_WRITTEN TASK_
Give a verbatim quotation of every record.

** begin **

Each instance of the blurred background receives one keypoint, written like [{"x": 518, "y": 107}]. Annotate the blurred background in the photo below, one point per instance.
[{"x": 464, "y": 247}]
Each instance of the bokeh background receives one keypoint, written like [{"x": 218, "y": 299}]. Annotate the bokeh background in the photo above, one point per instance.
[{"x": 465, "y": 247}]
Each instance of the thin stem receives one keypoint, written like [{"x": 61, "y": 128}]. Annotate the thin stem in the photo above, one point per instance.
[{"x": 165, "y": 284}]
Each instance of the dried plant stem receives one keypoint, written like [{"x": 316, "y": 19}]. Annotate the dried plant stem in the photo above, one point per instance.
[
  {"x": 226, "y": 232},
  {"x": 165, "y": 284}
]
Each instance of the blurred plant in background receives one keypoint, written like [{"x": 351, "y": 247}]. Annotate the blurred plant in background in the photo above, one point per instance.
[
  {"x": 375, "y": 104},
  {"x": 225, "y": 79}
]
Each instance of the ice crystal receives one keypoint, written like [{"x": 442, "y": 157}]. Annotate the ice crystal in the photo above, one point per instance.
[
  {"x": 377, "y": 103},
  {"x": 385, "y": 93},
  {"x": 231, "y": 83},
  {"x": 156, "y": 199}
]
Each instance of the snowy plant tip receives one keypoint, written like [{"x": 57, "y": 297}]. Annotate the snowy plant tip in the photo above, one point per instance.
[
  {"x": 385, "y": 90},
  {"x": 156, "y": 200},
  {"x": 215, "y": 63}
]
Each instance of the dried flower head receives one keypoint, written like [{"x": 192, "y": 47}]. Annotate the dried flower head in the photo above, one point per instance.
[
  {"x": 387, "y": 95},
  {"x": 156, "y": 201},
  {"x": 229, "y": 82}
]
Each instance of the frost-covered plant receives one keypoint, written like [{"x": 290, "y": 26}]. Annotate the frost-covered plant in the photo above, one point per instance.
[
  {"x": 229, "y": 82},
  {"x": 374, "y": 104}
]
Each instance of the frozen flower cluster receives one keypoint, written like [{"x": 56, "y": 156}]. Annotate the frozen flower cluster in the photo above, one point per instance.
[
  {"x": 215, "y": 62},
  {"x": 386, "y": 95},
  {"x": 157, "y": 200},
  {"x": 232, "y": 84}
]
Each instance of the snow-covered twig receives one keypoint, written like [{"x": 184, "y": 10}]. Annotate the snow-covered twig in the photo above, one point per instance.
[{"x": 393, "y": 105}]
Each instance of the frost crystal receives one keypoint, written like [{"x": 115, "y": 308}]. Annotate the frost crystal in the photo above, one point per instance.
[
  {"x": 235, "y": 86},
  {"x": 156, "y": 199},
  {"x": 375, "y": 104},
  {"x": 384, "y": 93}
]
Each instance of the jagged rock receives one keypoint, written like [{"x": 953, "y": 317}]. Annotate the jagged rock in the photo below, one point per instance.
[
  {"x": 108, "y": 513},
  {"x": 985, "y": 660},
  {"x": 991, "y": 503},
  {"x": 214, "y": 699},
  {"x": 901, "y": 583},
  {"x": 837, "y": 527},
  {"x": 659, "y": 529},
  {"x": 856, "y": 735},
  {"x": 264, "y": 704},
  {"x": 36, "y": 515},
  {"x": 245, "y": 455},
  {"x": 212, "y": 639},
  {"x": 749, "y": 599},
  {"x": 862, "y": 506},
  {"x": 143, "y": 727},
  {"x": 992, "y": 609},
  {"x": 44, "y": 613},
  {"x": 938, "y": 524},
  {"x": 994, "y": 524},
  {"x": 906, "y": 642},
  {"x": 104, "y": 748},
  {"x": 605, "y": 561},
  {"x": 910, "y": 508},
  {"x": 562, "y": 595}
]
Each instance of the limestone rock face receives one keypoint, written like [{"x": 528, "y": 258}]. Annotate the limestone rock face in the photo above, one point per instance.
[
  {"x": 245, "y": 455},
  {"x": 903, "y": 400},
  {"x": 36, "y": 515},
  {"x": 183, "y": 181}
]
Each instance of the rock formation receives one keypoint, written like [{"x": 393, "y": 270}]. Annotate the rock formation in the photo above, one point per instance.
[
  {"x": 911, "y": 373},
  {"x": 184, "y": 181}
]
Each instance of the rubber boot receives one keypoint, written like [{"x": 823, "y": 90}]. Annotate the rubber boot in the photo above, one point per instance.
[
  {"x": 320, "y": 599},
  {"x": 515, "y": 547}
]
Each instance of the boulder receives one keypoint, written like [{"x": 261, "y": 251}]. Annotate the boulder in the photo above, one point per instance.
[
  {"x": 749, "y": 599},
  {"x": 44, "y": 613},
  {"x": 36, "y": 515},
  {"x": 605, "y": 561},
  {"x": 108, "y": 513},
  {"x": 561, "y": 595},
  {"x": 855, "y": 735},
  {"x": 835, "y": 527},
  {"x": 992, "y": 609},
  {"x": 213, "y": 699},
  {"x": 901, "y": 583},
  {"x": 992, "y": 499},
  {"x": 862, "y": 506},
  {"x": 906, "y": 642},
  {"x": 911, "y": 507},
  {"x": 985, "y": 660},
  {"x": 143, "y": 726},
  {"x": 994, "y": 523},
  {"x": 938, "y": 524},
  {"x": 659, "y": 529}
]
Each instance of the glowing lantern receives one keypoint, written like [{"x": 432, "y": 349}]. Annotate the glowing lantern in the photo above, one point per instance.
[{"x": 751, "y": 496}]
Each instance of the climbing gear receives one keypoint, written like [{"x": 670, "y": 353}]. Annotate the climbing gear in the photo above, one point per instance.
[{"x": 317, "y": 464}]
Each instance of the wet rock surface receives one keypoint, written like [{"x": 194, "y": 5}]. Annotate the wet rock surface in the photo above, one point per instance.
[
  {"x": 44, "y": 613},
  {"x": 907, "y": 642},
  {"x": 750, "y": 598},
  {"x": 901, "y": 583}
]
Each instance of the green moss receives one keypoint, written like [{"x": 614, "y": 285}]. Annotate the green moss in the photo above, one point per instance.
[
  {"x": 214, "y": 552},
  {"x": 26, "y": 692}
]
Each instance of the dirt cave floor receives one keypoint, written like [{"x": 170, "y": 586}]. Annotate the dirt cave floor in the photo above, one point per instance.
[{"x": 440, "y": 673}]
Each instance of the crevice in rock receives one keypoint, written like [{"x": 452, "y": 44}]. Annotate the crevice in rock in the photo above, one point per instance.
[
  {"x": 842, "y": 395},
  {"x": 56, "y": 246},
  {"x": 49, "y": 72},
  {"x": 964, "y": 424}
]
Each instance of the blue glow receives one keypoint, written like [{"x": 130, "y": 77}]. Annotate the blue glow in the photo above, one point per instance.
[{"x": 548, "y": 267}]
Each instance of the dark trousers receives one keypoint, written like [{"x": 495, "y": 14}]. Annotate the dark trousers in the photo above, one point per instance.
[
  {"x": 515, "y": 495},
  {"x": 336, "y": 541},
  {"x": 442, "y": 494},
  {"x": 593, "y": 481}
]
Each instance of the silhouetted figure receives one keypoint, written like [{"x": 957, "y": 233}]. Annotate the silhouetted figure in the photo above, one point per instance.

** end **

_FINAL RESULT_
Each instance of the blurred background receives one keypoint, written like [{"x": 518, "y": 107}]. Annotate the blurred background in the photo below, one point per instance.
[{"x": 464, "y": 247}]
Each instance of the bokeh background receives one keypoint, written like [{"x": 218, "y": 299}]. Annotate the bokeh background in the photo above, one point per instance.
[{"x": 465, "y": 247}]
Each instance of the thin stem receives one keypoint, written like [{"x": 61, "y": 128}]. Annotate the thin stem in the photo above, one point per instance.
[{"x": 165, "y": 284}]
Each instance of the dried plant stem receives one keypoint, written like [{"x": 316, "y": 19}]. Annotate the dried plant stem in the photo above, one point per instance.
[
  {"x": 226, "y": 232},
  {"x": 165, "y": 284}
]
Each instance of the blurred plant in background receives one keypoint, written like [{"x": 351, "y": 247}]. Annotate the blurred plant in background in the photo above, one point per instance.
[
  {"x": 375, "y": 104},
  {"x": 225, "y": 79}
]
Each instance of the ice crystal receives one keypoint, written like [{"x": 442, "y": 157}]. Annotate the ice crystal in the photo above, one point per instance.
[
  {"x": 377, "y": 103},
  {"x": 385, "y": 93},
  {"x": 231, "y": 83},
  {"x": 156, "y": 199}
]
Each instance of the snowy plant tip receives one keypoint, written like [{"x": 57, "y": 297}]. Annotate the snowy plant tip in the photo above, one point per instance.
[
  {"x": 385, "y": 90},
  {"x": 156, "y": 200},
  {"x": 215, "y": 63}
]
Each instance of the dried flower head receives one keypoint, written like [{"x": 192, "y": 47}]. Annotate the dried flower head in the photo above, one point per instance.
[
  {"x": 387, "y": 95},
  {"x": 156, "y": 201},
  {"x": 229, "y": 82}
]
Each instance of the frost-covered plant receives one keypoint, written like [{"x": 290, "y": 26}]. Annotate the frost-covered plant in the photo above, one point per instance.
[
  {"x": 229, "y": 82},
  {"x": 374, "y": 104}
]
Each instance of the frozen flower cluster receives one keypoint, written like [{"x": 56, "y": 156}]. Annotate the frozen flower cluster in the photo above, one point per instance.
[
  {"x": 215, "y": 62},
  {"x": 386, "y": 95},
  {"x": 157, "y": 200},
  {"x": 232, "y": 84}
]
Each instance of the snow-covered twig receives one keypoint, written like [{"x": 184, "y": 10}]. Annotate the snow-covered twig in the photo above, one point per instance.
[{"x": 393, "y": 105}]
Each instance of the frost crystal receives one keypoint, written like [{"x": 115, "y": 308}]. Annotate the frost crystal in the photo above, one point per instance.
[
  {"x": 235, "y": 86},
  {"x": 156, "y": 199},
  {"x": 375, "y": 104},
  {"x": 384, "y": 93}
]
Each instance of the jagged rock receives one keypoint, written like [{"x": 953, "y": 317}]. Annotate the jagged rock in the photo below, one point per instance.
[
  {"x": 108, "y": 513},
  {"x": 985, "y": 660},
  {"x": 991, "y": 503},
  {"x": 214, "y": 699},
  {"x": 901, "y": 583},
  {"x": 837, "y": 527},
  {"x": 659, "y": 529},
  {"x": 856, "y": 735},
  {"x": 264, "y": 704},
  {"x": 36, "y": 515},
  {"x": 245, "y": 455},
  {"x": 212, "y": 639},
  {"x": 749, "y": 599},
  {"x": 862, "y": 506},
  {"x": 143, "y": 727},
  {"x": 992, "y": 609},
  {"x": 44, "y": 613},
  {"x": 938, "y": 524},
  {"x": 994, "y": 524},
  {"x": 906, "y": 642},
  {"x": 104, "y": 748},
  {"x": 605, "y": 561},
  {"x": 910, "y": 508},
  {"x": 562, "y": 595}
]
Each instance of the limestone rock face receives one keypoint, written like [{"x": 528, "y": 258}]. Annotate the limestone rock face in the photo above, one point per instance.
[
  {"x": 245, "y": 455},
  {"x": 903, "y": 400},
  {"x": 36, "y": 515},
  {"x": 183, "y": 181}
]
Each instance of the rock formation receives one keypoint, written like [{"x": 393, "y": 270}]. Annotate the rock formation in the photo above, one point per instance.
[
  {"x": 911, "y": 373},
  {"x": 184, "y": 181}
]
Each instance of the rubber boot receives one keypoint, written like [{"x": 823, "y": 90}]. Annotate the rubber boot in the photo above, one point per instance.
[
  {"x": 320, "y": 599},
  {"x": 515, "y": 547}
]
Each instance of the boulder receives one keypoint, written like [{"x": 261, "y": 251}]. Annotate the boulder in the photo above, one point per instance.
[
  {"x": 749, "y": 599},
  {"x": 44, "y": 613},
  {"x": 36, "y": 515},
  {"x": 605, "y": 561},
  {"x": 108, "y": 513},
  {"x": 561, "y": 595},
  {"x": 855, "y": 735},
  {"x": 835, "y": 527},
  {"x": 992, "y": 609},
  {"x": 213, "y": 699},
  {"x": 901, "y": 583},
  {"x": 992, "y": 499},
  {"x": 862, "y": 506},
  {"x": 906, "y": 642},
  {"x": 911, "y": 507},
  {"x": 985, "y": 660},
  {"x": 143, "y": 726},
  {"x": 994, "y": 523},
  {"x": 938, "y": 524},
  {"x": 659, "y": 529}
]
Each instance of the glowing lantern receives one keypoint, written like [{"x": 432, "y": 349}]. Annotate the glowing lantern in the photo above, one point per instance.
[{"x": 751, "y": 496}]
Each instance of the climbing gear receives one keypoint, written like [{"x": 670, "y": 353}]. Annotate the climbing gear in the photo above, one point per instance.
[{"x": 317, "y": 464}]
Each instance of the wet rock surface receives one keypoint, written like [{"x": 194, "y": 5}]. Annotate the wet rock surface in the photo above, one point per instance.
[
  {"x": 44, "y": 613},
  {"x": 907, "y": 642},
  {"x": 750, "y": 598},
  {"x": 901, "y": 583}
]
Each instance of the green moss receives one keypoint, written like [{"x": 614, "y": 285}]. Annotate the green moss in the photo above, one point per instance.
[
  {"x": 214, "y": 552},
  {"x": 26, "y": 692}
]
Each instance of the dirt cave floor receives one keypoint, written like [{"x": 170, "y": 586}]. Annotate the dirt cave floor in the photo above, one point per instance.
[{"x": 440, "y": 673}]
Each instance of the crevice in rock receives one keypoint, written like [{"x": 452, "y": 44}]. Annotate the crevice in rock in the photo above, one point per instance.
[
  {"x": 842, "y": 395},
  {"x": 56, "y": 246},
  {"x": 49, "y": 72},
  {"x": 964, "y": 424}
]
Each instance of the blue glow receives one keypoint, written like [{"x": 130, "y": 77}]. Annotate the blue glow in the photo above, one point per instance.
[{"x": 548, "y": 267}]
Each instance of the dark trousers receives one keypoint, written like [{"x": 495, "y": 14}]. Annotate the dark trousers in the photo above, one point per instance.
[
  {"x": 515, "y": 495},
  {"x": 336, "y": 541},
  {"x": 442, "y": 494},
  {"x": 593, "y": 481}
]
Each instance of the silhouetted figure receives one keypoint, written like [{"x": 957, "y": 233}]. Annotate the silhouetted figure in the photo above, one point per instance.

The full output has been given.